--- 課題 1 ---
下のエントリのうち、「sunglasses in the photo above. Give pixel coordinates.」を含む行からエントリの最終行までを両端も含めてすべて書き出してください。その際、座標の数値はそれぞれ2.6倍し、整数に丸めてください（0.5は切り上げ）。

--- 出典 ---
本作はヴァージンレコードのジャズレーベルであるナイトからリリースされた未発表音源で1967年の最終週と1968年の第1週の音源をカップリングしたものです。ただ個人的にはもっと後の音源もあるように思います。このナイトレーベルはアトランティックで数多くのジャズアルバムの制作に携わったプロデューサー兼エンジニアのジョエルドーンが自身の録音からいいものを厳選して発表しておりこれはラジオ放送用の音源。この後ローランドカーク、レスマッキャン、エディハリスの音源がリリースされたもののそのあと音沙汰がなく上記4つ全てハイエナという謎のレーベルから再リリースされているもののそれ以来再発はありません。

メンバー
サムジョーンズ:ベース
ルイスヘイズ、ロイ・マッカーディ:ドラム
キャノンボールアダレイ:サックス
ナットアダレイ:コルネット
ジョーザヴィヌル:キーボード
チャールズロイド:サックス

The Little Boys With The Sad Eyes
リリカルで美しいイントロから始まりそこから徐々にホットでファンキーな演奏が繰り広げられます。ロイマッカーディーの叩きつけるような音とシャッフルする音を組み合わせた派手なドラミングがとてもかっこいいです。

Midnight Mood
美しいメロディを持つ曲ですが全員力の入った熱い演奏をしています。キャノンボールのおおらかだけどテクニックもあるプレイが印象的です。一方ナットはマイルスデイヴィスにも通ずるリリカルなタッチの演奏から徐々に盛り上げていきます。続くジョーザヴィヌルはハービーハンコックやビルエヴァンスのようなクラシック的な端正なタッチのソロを披露しています。

Stars Fell On Alabama
この曲はナットは休みキャノンボールのワンホーンで演奏されます。キャノンボールのバラードでの歌うようなタッチの演奏を披露しています。ただ観客の話し声や食器の音がうるさくそこは気になります。こんな素晴らしい演奏してんだから黙って手を止めて聴けよと文句を言いたくなります。演奏場所はウェスモンゴメリーとウィントンケリートリオのライブでも有名なハーフノート。こういったプロミュージシャンの生演奏が聴ける店なら事前に告知があってその日の客は知識があって飲食より音楽が目当てで来ているのかと思っていましたがそうでなかったのかも知れません。

Fiddler On The Roof
アタックの強いベースラインがかっこいいファンキーなナンバー。兄弟2人のホーンも息がピッタリあった演奏でかっこいいです。ソロはスタジオの時とは違いリミッターが外れているので難易度の高そうなソロがどんどん飛び出してきます。

Work Song
ここからはチャールズロイドが加わった3菅のセクステットによる演奏。ファンキーな曲でテーマこそ軽快でファンキーですがテーマ前のイントロでは3菅らしい重さが加わっています。この頃のキャノンボールはファンキーが売りとよく言われますがユセフラティーフやチャールズロイドなど変わった人を起用しているので3菅で厚みのあるファンキーサウンドを作ったベニーゴルソンのジャズテットや、ウェインショーターを入れてモードとファンキーを両立させたアートブレイキーのようなトレンドを入れつつ変わったプレイヤーがもたらす新たな何かを引き出すという高度な挑戦をしていたのかもしれません。

--- 課題 2 ---
本文で見出しとして取り上げられている曲名を、すべて書き出しなさい。

--- 作業用データ ---
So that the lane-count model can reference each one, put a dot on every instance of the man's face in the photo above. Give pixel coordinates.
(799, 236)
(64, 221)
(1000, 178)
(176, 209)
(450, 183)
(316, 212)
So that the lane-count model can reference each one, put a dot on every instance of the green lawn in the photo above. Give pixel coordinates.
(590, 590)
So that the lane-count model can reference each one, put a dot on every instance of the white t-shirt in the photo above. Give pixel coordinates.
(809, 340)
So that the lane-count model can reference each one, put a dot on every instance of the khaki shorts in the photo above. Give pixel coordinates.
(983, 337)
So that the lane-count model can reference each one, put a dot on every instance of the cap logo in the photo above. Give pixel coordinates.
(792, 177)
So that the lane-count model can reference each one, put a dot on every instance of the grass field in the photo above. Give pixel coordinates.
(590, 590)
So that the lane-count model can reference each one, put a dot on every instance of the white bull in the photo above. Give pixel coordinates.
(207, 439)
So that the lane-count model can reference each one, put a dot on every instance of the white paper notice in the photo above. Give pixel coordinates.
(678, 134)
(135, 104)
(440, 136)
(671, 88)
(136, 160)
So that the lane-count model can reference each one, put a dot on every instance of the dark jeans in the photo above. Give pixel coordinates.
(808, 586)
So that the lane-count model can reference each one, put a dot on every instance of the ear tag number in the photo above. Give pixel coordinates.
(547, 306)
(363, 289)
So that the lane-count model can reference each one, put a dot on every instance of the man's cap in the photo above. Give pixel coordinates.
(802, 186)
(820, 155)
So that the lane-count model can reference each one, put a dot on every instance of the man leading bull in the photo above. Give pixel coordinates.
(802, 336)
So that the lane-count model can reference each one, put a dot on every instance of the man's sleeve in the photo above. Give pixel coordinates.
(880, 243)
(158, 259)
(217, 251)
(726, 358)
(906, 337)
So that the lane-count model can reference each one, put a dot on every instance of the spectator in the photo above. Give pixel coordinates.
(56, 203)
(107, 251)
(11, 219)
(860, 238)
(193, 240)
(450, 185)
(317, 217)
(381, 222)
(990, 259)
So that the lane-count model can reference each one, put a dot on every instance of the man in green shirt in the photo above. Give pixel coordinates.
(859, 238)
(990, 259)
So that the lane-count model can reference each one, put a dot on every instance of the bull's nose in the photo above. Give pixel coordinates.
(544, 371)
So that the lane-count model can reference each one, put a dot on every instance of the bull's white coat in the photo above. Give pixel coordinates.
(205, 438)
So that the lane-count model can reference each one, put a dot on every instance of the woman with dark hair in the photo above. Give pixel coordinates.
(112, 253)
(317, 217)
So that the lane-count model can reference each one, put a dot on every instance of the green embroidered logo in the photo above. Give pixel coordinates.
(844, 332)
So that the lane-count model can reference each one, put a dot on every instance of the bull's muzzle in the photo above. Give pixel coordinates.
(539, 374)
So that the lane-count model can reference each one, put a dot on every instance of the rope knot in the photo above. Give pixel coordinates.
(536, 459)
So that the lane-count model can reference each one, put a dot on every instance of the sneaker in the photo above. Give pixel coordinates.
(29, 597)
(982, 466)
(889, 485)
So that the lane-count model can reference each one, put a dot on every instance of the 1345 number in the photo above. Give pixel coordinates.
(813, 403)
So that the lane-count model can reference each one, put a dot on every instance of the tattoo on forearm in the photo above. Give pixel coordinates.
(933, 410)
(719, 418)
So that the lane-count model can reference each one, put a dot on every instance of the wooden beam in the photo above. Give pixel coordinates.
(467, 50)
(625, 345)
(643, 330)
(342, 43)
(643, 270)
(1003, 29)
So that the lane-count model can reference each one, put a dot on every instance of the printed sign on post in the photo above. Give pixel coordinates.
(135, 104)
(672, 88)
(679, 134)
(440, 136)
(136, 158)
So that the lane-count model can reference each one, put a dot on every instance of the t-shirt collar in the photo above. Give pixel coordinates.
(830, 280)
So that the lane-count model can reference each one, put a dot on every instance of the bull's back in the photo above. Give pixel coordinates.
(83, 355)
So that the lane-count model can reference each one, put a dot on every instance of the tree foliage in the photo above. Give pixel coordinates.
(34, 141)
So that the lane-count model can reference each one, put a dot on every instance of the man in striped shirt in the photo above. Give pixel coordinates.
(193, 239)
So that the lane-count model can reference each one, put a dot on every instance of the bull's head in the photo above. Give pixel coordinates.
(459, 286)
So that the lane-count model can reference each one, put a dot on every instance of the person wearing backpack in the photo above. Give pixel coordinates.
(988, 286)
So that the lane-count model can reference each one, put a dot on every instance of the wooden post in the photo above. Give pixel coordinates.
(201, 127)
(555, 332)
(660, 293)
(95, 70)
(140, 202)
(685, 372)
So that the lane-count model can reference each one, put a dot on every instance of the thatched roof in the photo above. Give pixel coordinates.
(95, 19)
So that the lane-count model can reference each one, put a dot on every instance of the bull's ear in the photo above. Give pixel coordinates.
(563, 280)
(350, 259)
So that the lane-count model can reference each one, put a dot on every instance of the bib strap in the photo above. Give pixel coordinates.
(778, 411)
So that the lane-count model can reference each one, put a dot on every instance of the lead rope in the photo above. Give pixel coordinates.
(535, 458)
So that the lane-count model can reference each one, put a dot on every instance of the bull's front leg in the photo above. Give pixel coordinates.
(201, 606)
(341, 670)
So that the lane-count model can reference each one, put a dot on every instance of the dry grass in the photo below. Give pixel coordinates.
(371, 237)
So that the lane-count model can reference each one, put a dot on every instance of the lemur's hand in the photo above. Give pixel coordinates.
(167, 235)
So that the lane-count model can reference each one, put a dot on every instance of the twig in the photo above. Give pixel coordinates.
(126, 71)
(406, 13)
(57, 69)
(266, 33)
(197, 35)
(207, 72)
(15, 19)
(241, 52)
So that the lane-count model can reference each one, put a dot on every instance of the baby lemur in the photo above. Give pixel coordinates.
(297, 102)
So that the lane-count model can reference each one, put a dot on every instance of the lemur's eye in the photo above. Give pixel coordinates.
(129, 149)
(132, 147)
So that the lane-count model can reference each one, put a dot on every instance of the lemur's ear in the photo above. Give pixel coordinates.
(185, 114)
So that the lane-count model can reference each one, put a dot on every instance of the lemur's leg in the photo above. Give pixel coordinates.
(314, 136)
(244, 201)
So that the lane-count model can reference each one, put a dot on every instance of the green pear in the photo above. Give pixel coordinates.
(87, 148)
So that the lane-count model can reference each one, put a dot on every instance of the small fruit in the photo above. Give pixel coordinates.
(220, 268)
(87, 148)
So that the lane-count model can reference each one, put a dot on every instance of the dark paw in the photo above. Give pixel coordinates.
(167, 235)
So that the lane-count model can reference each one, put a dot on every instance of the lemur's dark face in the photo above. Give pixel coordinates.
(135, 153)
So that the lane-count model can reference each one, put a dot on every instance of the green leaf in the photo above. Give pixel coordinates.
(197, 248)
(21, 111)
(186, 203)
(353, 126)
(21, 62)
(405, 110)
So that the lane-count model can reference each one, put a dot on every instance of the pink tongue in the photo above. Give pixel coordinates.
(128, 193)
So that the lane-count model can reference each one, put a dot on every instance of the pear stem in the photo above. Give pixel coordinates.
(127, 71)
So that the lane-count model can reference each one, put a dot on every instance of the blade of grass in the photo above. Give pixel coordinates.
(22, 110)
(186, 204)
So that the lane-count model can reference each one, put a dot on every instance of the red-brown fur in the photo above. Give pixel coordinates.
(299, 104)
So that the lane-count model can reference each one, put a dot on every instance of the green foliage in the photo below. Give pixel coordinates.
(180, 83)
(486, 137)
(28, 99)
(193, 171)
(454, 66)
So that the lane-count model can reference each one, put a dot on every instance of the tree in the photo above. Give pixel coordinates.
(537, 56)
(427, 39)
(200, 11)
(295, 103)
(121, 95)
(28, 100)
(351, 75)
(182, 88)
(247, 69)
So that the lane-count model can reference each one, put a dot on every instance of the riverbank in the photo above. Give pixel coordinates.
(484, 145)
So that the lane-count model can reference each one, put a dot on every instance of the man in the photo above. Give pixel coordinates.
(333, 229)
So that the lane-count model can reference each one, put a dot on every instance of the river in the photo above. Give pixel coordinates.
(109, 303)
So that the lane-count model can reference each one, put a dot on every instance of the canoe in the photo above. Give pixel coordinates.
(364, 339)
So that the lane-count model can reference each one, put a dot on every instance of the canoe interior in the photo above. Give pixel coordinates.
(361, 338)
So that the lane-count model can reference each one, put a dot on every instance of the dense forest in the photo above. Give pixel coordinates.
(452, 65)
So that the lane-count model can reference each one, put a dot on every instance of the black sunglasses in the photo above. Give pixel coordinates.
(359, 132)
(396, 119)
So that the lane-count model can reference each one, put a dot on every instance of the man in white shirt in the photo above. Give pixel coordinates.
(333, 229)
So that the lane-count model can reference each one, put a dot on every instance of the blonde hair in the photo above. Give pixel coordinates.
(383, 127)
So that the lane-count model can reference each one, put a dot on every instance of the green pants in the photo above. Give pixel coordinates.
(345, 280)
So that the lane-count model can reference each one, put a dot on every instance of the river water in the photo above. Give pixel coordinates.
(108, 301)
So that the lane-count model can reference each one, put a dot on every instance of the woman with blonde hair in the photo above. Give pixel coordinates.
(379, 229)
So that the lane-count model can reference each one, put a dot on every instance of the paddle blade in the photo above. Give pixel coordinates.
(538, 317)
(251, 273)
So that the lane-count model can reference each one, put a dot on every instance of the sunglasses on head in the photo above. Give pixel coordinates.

--- 解答全文 1 ---
So that the lane-count model can reference each one, put a dot on every instance of the black sunglasses in the photo above. Give pixel coordinates.
(933, 343)
(1030, 309)
So that the lane-count model can reference each one, put a dot on every instance of the man in white shirt in the photo above. Give pixel coordinates.
(866, 595)
So that the lane-count model can reference each one, put a dot on every instance of the blonde hair in the photo above. Give pixel coordinates.
(996, 330)
So that the lane-count model can reference each one, put a dot on every instance of the green pants in the photo above. Give pixel coordinates.
(897, 728)
So that the lane-count model can reference each one, put a dot on every instance of the river water in the photo above. Give pixel coordinates.
(281, 783)
So that the lane-count model can reference each one, put a dot on every instance of the woman with blonde hair in the photo above. Give pixel coordinates.
(985, 595)
So that the lane-count model can reference each one, put a dot on every instance of the paddle blade in the photo above. Give pixel coordinates.
(1399, 824)
(653, 710)
So that the lane-count model can reference each one, put a dot on every instance of the sunglasses on head in the photo above. Give pixel coordinates.

--- 解答全文 2 ---
The Little Boys With The Sad Eyes
Midnight Mood
Stars Fell On Alabama
Fiddler On The Roof
Work Song